*Your goal:* Which lines of the data contain the string "stone"? Pick out each one and copy it in full, treating uppercase and lowercase as different.

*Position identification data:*
START

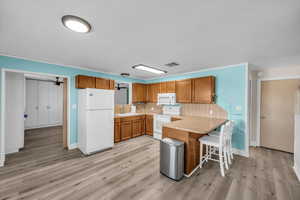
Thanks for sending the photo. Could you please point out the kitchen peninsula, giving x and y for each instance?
(189, 129)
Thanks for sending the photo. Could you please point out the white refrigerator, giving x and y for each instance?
(95, 120)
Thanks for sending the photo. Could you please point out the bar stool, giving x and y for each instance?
(212, 143)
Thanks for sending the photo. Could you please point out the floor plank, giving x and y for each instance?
(43, 170)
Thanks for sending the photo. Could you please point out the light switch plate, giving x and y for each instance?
(238, 108)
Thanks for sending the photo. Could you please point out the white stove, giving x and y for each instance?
(161, 119)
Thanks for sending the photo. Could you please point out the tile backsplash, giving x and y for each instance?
(202, 110)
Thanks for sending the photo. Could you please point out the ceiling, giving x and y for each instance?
(198, 34)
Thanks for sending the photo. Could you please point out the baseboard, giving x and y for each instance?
(11, 150)
(45, 126)
(2, 159)
(73, 146)
(297, 171)
(240, 152)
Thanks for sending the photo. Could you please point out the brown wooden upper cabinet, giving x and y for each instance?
(167, 87)
(139, 93)
(83, 82)
(183, 91)
(203, 90)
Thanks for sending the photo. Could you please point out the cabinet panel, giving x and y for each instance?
(126, 130)
(149, 125)
(136, 128)
(163, 87)
(203, 90)
(156, 90)
(111, 84)
(85, 82)
(143, 126)
(149, 93)
(167, 87)
(184, 91)
(117, 132)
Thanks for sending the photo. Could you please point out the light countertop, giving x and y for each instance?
(200, 125)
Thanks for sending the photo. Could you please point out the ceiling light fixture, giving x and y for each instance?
(149, 69)
(76, 24)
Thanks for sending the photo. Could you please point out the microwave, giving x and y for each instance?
(166, 99)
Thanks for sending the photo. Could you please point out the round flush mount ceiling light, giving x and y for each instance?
(76, 24)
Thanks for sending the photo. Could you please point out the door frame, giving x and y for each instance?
(258, 102)
(2, 117)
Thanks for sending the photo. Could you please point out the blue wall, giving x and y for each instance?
(231, 93)
(32, 66)
(230, 89)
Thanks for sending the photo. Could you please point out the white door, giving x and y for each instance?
(43, 98)
(60, 100)
(31, 103)
(99, 130)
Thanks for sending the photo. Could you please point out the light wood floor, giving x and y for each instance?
(131, 171)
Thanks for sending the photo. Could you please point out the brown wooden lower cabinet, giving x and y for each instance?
(117, 132)
(143, 125)
(126, 130)
(129, 127)
(149, 125)
(136, 127)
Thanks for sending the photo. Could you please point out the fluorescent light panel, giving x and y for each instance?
(149, 69)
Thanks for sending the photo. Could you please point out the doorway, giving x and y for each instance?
(277, 109)
(35, 113)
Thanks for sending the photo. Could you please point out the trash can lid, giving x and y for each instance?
(172, 142)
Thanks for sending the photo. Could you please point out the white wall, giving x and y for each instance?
(14, 112)
(267, 73)
(121, 96)
(297, 146)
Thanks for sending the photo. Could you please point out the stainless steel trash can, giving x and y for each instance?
(172, 158)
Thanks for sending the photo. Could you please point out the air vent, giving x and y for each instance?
(172, 64)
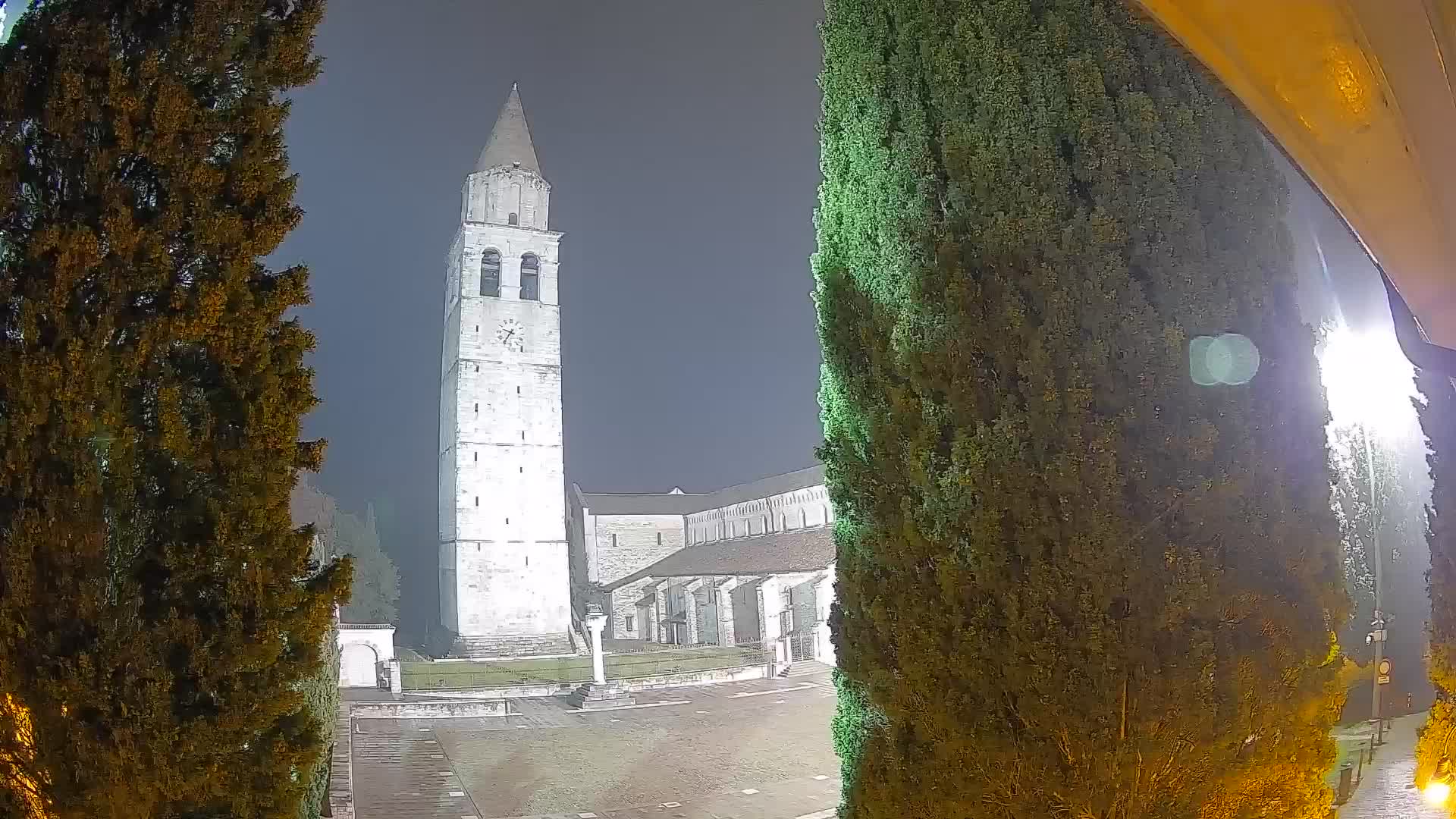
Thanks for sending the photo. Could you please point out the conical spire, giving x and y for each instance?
(510, 145)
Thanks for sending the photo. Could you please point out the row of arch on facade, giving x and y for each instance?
(758, 525)
(491, 276)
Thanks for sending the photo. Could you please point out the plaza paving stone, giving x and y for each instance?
(755, 749)
(1388, 787)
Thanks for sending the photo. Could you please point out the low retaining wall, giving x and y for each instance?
(430, 708)
(341, 765)
(631, 684)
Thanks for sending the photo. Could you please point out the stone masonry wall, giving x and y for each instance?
(807, 507)
(626, 544)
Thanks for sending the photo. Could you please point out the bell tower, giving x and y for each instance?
(504, 582)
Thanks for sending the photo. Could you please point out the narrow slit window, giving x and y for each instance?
(530, 279)
(491, 275)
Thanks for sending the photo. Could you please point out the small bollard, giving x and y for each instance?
(1347, 776)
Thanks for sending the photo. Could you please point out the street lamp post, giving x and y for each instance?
(1369, 384)
(1378, 621)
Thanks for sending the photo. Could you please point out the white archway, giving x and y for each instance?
(359, 667)
(363, 648)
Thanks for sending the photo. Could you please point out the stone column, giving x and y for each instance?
(664, 630)
(769, 608)
(726, 627)
(596, 621)
(691, 610)
(397, 686)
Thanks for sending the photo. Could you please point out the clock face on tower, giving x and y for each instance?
(511, 335)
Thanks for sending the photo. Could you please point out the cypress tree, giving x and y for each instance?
(1438, 414)
(159, 613)
(1071, 582)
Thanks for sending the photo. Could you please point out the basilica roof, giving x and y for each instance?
(689, 503)
(777, 553)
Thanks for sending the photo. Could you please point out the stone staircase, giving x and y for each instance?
(805, 668)
(509, 646)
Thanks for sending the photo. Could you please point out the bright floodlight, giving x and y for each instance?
(1436, 792)
(1367, 379)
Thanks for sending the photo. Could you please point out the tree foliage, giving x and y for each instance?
(375, 589)
(1071, 582)
(159, 611)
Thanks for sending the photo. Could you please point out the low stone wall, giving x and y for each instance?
(341, 767)
(696, 678)
(430, 708)
(758, 670)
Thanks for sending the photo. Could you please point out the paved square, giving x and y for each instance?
(755, 749)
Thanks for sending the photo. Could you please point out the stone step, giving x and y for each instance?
(590, 695)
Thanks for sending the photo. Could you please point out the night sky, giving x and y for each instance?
(679, 140)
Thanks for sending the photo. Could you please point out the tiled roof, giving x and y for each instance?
(679, 503)
(777, 553)
(644, 503)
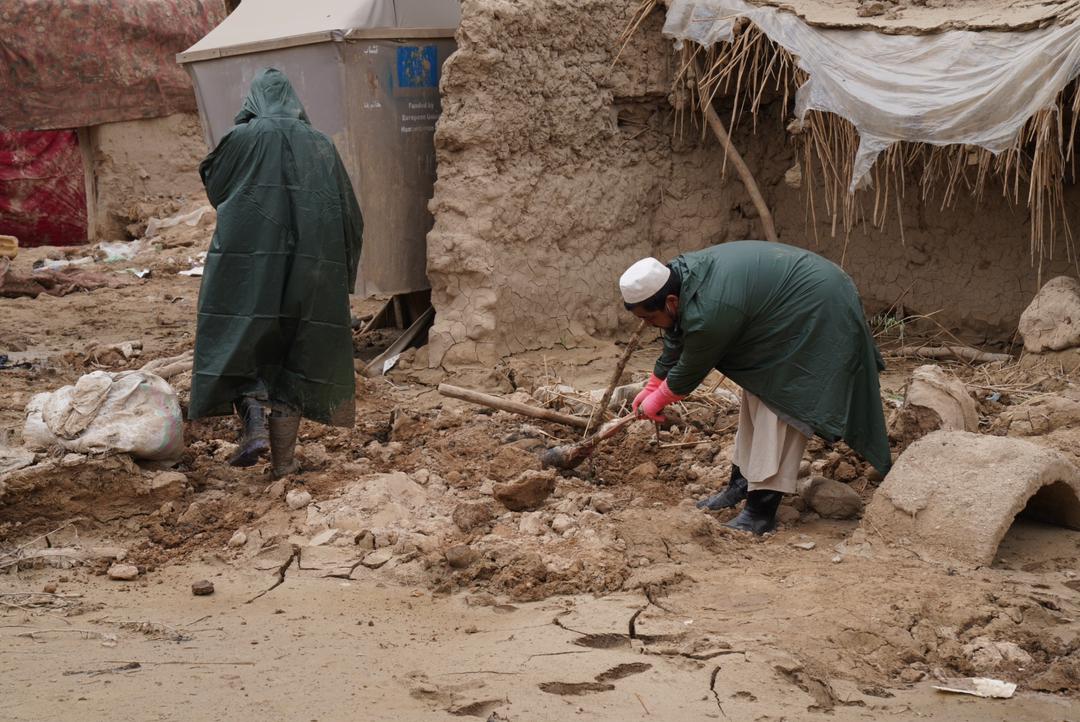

END

*Reply:*
Thanks for sending the photo. Could you please point out the plaza paving stone, giving x and y for each instance?
Thanks for sending the photo. Could you please point out the stone masonry wall, giving x and y for each instance?
Thanks for sending the photo. Could you please point out the stone column, giving x and y for each instance?
Thanks for sending the photo. Could you please point out the stone staircase, giving x and y for each instance?
Thanks for sending the photo. Could you please point out the low stone wall, giving x and y for each instance?
Thanks for sending the photo. Could you please point out the stone step, giving x and y for each instance?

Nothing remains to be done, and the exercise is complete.